In the 1990s, Márquez says, there was so much work in the South for Hispanics that Southern businessmen often said that they “loved” Hispanics, who deserved support because they worked hard and did not get sick. This apparent praise signaled a new turn in the racialization of people who found recognition along with the precariousness and exploitation of their jobs. Hispanic customs and communities attracted tourists, contributing to the hardening of new internal borders that promoted white supremacist fantasies of “Mexicanidad.” Social inclusion initiatives, such as the Georgia Project Teachers, created during these years, aimed to develop the education of Latinos in the United States based on the idea of ??cultural integration, but the failures of these projects demonstrated the limits of superficial multiculturalism.
September 11, 2001, proved to be a turning point for Latinos in the South, as in other parts of the United States. In the aftermath, severe anti-immigration laws were passed, such as ICE’s 187(g) Program, which encouraged more aggressive local policing of immigrant communities for potential violations of national immigration laws. The 2008 economic recession brought an increase in hate crimes, as nativist rhetoric favoring “real Americans” targeted Latinos as intruders and invaders. The racial status of Latinos has become increasingly ambiguous and precarious, politically and economically. In 2024, on the eve of the elections, President Biden signed an executive order legalizing thousands of Latino immigrants who had already been living in the United States for years so that they could work temporarily and have protection against deportation, but without the protections provided by a green card or a path to citizenship.
About the Reviewer
Priscila Dorella is an Associate Professor of History of America and History of Latin-america at the Universidade de Viçosa in Brazil. Dorella is the author of Octavio Paz: Estratégias de Reconhecimento, Polémicas Politicas e Debates Midiáticos no México (São Paulo: Alameda, 2013). She wrote the note Susan Sontag uma intelectual pública to the projet Trans Atlantic Culture (2021) and served as a Visiting Scholar at the Department of History at Berkeley (2018) and at Universidade Federal Fluminense and La Rochelle Université (2024). Currently, she coordinates the construction of the first Oral History laboratory at the university where she works.

- **Try it**:
In the passage on Latinos in the South, why did Southern businessmen in the 1990s say Hispanics deserved support? Answer in one to three sentences. Rely only on the passage above when responding.

- **Given information**:
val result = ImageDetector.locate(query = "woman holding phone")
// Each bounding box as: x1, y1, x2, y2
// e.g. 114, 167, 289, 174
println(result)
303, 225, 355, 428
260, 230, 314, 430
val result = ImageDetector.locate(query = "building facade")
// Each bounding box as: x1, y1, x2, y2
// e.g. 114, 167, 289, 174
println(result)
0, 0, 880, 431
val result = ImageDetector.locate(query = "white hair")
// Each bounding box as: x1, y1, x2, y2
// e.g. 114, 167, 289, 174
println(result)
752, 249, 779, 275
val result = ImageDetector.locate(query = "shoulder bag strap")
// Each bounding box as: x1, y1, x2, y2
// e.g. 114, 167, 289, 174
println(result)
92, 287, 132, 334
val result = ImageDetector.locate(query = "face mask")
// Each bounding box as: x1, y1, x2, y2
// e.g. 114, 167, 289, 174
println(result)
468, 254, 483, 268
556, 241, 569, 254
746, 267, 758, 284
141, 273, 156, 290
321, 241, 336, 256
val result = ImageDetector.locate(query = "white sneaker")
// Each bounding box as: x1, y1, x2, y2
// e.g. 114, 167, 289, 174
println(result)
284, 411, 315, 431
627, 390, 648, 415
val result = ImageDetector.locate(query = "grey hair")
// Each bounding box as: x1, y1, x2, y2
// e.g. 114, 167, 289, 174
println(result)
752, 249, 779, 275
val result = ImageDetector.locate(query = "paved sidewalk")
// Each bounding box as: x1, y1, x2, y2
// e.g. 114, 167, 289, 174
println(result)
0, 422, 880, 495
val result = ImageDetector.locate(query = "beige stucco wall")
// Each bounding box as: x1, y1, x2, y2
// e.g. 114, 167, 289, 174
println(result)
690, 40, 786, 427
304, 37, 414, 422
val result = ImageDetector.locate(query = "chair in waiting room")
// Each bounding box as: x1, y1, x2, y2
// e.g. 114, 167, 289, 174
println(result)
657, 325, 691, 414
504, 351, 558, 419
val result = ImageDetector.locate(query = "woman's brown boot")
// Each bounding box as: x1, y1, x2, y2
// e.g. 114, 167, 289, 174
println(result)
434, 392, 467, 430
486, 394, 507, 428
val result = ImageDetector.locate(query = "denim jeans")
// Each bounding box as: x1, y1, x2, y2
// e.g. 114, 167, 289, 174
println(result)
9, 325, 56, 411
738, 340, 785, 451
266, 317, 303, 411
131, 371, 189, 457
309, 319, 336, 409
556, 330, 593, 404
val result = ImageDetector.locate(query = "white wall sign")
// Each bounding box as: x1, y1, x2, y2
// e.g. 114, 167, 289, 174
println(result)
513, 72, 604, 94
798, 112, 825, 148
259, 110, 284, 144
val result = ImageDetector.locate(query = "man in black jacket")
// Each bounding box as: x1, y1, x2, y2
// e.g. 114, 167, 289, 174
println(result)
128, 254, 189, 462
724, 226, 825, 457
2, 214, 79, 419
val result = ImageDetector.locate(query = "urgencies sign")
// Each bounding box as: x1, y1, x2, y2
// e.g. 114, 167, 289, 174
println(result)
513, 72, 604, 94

- **Solution to this task**:
According to Márquez, Southern businessmen said Hispanics deserved support because they worked hard and did not get sick. This was at a time when there was so much work in the South for Hispanics that these businessmen often said they "loved" them.